Il 17 febbr. 1796 fu nominato comandante della XLIV mezza brigata di fanteria di linea. Nel giugno partecipò, sotto il generale L. Desaix, all'offensiva oltre il Reno; durante la successiva ritirata combatté a Biberach (2 ottobre), Waldkirch (19 ottobre, dove rimase leggermente ferito alla testa) e Steinstall (24 ottobre). Dopo l'armistizio di Leoben (aprile 1797) ebbe il comando del settore di Grünstadt, nel Palatinato occupato. Alla fine del 1797 tornò di guarnigione a Magonza; nel febbraio 1798 partecipò agli scontri con le truppe palatine e all'occupazione di Mannheim e nel giugno passò con la XLIV mezza brigata all'armata d'Elvezia, con la nomina a comandante della fortezza e del territorio di Berna. Nel settembre partecipò alle operazioni contro gli insorti del Nidwald, che sconfisse a Stanz. Il 16 ottobre gli fu affidato il comando dell'armata d'Elvezia nella marcia sugli ex baliaggi italiani; comandò poi le truppe di occupazione nel Canton Ticino, sua terra natale, e il 19 nov. 1798 fu promosso generale di brigata.

RICHIESTA SCRITTA 1:
Secondo l'estratto, in che data avvenne la promozione a generale di brigata?
RICHIESTA SCRITTA 2:
Quali sono le località in cui si combatté durante la ritirata successiva all'offensiva oltre il Reno? Elencale tutte come le riporta l'estratto.
RICHIESTA SCRITTA 3:
Indica se ciascuna affermazione concorda con l'estratto: (a) a Waldkirch la ferita riportata fu grave; (b) dopo l'armistizio di Leoben arrivò il comando del settore di Grünstadt; (c) il Canton Ticino era la terra natale del comandante. Rispondi sì o no e cita le parole decisive.

RIGHE FORNITE:
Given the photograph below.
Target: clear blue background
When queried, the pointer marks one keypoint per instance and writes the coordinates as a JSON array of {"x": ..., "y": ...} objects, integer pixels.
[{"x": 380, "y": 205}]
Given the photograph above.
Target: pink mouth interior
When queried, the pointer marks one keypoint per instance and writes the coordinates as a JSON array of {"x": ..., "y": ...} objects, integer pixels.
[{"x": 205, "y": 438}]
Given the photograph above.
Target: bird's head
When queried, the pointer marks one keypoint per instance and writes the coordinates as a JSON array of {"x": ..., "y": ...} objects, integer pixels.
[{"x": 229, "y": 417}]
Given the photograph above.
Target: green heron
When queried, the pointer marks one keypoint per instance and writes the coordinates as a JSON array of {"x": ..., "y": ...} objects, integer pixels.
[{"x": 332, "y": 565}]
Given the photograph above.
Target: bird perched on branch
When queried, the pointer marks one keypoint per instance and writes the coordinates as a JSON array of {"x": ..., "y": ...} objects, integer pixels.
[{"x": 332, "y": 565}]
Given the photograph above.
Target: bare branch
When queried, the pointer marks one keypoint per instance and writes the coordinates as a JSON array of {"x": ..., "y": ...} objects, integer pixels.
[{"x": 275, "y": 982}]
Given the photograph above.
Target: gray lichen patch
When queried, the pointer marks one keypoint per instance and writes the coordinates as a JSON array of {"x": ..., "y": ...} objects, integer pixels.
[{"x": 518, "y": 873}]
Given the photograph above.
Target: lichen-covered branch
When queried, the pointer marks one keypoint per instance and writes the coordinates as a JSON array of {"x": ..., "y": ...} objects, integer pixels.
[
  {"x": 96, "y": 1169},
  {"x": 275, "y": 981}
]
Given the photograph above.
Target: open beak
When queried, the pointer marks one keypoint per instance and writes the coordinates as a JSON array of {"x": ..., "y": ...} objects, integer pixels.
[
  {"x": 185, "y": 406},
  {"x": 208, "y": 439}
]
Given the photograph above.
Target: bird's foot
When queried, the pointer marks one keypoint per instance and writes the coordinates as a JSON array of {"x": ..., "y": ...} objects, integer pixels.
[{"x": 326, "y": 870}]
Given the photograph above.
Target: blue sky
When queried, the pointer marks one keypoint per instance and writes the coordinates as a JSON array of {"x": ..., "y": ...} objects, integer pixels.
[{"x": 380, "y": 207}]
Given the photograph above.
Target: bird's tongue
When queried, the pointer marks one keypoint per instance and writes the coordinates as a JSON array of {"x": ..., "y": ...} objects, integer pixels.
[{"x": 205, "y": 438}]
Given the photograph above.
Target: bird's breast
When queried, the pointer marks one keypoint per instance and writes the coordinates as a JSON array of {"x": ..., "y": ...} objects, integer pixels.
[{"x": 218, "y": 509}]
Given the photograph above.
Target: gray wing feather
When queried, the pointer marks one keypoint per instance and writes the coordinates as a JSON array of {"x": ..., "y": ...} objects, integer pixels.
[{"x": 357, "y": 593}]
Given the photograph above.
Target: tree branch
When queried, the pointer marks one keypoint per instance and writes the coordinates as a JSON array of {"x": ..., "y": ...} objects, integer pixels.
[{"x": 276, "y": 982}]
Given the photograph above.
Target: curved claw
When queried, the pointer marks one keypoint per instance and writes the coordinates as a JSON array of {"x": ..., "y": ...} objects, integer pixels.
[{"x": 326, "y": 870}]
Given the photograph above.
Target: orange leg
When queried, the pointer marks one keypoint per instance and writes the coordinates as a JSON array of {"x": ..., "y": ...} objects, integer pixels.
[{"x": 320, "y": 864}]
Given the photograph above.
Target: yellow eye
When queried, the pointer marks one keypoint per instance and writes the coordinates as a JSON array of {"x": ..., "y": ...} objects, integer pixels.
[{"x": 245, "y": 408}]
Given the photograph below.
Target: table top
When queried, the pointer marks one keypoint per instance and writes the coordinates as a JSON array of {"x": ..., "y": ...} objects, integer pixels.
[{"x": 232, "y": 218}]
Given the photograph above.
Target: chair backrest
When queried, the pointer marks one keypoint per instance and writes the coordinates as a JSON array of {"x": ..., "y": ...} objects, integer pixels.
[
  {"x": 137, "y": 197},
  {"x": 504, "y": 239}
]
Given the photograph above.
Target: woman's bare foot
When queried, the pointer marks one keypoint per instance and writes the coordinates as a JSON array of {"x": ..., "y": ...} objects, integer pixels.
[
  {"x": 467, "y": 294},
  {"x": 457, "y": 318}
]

RISULTATO CORRETTO 1:
Il 19 novembre 1798.

RISULTATO CORRETTO 2:
Biberach, Waldkirch, Steinstall

RISULTATO CORRETTO 3:
(a) No: "rimase leggermente ferito alla testa".
(b) Sì: "Dopo l'armistizio di Leoben (aprile 1797) ebbe il comando del settore di Grünstadt".
(c) Sì: "nel Canton Ticino, sua terra natale".